- [TÂCHES À FAIRE]:
- A) D'après l'entretien sur l'histoire de Mulhouse, en quelle année la ville s'est-elle alliée aux cantons suisses ?
- B) Dans la liste, reprenez les lignes allant de celle qui contient « Target: poster on column » jusqu'à la fin de la liste, consignes comprises, et ne donnez que celles-ci. Mettez les coordonnées des réponses à l'échelle en multipliant chaque nombre par 1,1, puis arrondissez à l'entier, les demis vers le haut.

- [TEXTE FOURNI]:

· · · · ·

Nouvelle publication de l’entretien réalisé par Jean-Marie Stoerkel pour la rédaction de L’Alterpresse68, avec l’historienne et citoyenne engagée Marie-Claire Vitoux, maître de conférence fraîchement retraitée de l’Université de Haute-Alsace, spécialiste de l’histoire industrielle et de condition ouvrière au XIXe siècle à Mulhouse.
Jean-Marie Stoerkel (J‑M.S) : Ce qu’on pourrait appeler la particularité mulhousienne en Alsace et dans la région du Rhin Supérieur commence-t-elle pour vous il y a cinq siècles, quand en 1515 la cité a quitté la Décapole, cette ligue des dix villes libres d’Alsace dans le Saint-Empire romain germanique, pour devenir une petite république alliée à la Confédération suisse ? Mulhouse a ensuite adopté la Réforme protestante à l’exemple de la majorité des cantons helvétiques, et a chassé hors des murs de la ville les catholiques et les juifs.
Marie-Claire Vitoux (M‑C.V): L’alliance en 1515 de Mülhausen avec les cantons suisses est un événement au sens historique, un événement-tournant qui oriente le cours de l’histoire…Le choix de 1515, qui se clôt en 1798, ouvre près de trois siècles d’indépendance de la Cité-État. La spécificité mulhousienne encore perceptible de nos jours doit beaucoup à ce choix fait il y a 500 ans.
Cette position d’entre-deux (puissances) permet à la Ville de s’enrichir durant la Guerre de Trente Ans (1618–1648) par ailleurs si dévastatrice pour les États allemands. Elle lui permet ainsi d’accumuler des capitaux qui seront disponibles pour l’industrialisation un siècle plus tard. Plus fondamentalement, cette obligation de décider par soi-même entre Royaume de France et Saint-Empire romain germanique apporte à la Ville l’un de ses caractères politiques fondamentaux et durables : la capacité à ne compter que sur soi-même, à ne pas attendre de Paris (ou de Berlin ou d’ailleurs) la solution à ses problèmes et la capacité aussi à inventer des solutions de façon pragmatique.
J‑M.S : Considérez-vous que la révolution industrielle s’est développée d’abord à Mulhouse quand trois jeunes bourgeois, Jean-Jacques Schmalzer, Samuel Koechlin et Jean-Henri Dollfus, y ont fondé en 1746 la première manufacture d’impression sur étoffe, parce que la production d’indienne était à l’époque interdite dans le royaume de France, dont l’Alsace faisait partie depuis 1648 et dans lequel la République de Mulhouse n’était qu’une enclave protestante, jusqu’à sa réunion à la France en 1798 ?

· · · · ·

(Relevés d'identification de positions)

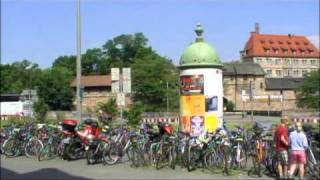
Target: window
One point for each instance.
(278, 61)
(287, 61)
(258, 60)
(269, 72)
(278, 73)
(289, 72)
(269, 60)
(304, 72)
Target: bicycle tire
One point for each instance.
(42, 153)
(32, 148)
(111, 155)
(9, 148)
(90, 157)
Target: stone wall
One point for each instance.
(279, 67)
(237, 91)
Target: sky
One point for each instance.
(42, 30)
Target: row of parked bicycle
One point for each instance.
(153, 145)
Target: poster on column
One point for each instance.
(185, 124)
(192, 105)
(197, 125)
(192, 113)
(191, 84)
(211, 122)
(211, 103)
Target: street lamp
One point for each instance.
(79, 110)
(29, 68)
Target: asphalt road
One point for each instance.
(24, 168)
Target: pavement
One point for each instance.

· · · · ·

- [RÉSULTATS PAR TÂCHE]:
- A) En 1515.

- B)
Target: poster on column
One point for each instance.
(204, 136)
(211, 116)
(217, 138)
(211, 124)
(210, 92)
(232, 134)
(232, 113)
Target: street lamp
One point for each instance.
(87, 121)
(32, 75)
Target: asphalt road
One point for each instance.
(26, 185)
Target: pavement
One point for each instance.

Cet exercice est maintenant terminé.